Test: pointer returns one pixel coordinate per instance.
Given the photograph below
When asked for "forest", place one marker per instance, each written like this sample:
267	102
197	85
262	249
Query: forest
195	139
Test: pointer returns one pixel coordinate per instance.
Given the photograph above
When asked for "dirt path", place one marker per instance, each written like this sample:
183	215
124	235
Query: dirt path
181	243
______
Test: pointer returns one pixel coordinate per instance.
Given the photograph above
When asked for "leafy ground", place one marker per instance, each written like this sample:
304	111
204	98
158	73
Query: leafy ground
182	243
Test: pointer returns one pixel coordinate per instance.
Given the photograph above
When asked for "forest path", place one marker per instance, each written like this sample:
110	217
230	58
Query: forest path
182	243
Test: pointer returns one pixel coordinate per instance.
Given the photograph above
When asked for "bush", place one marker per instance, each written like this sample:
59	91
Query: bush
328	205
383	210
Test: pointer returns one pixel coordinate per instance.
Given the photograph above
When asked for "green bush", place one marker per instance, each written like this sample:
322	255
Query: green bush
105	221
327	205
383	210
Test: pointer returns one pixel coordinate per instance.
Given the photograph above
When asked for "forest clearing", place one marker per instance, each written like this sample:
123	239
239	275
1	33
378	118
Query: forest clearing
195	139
______
TASK ITEM >> Going through the entries above, report how many lines include the string "place". The number alone is the answer.

EXERCISE SOLUTION >> 7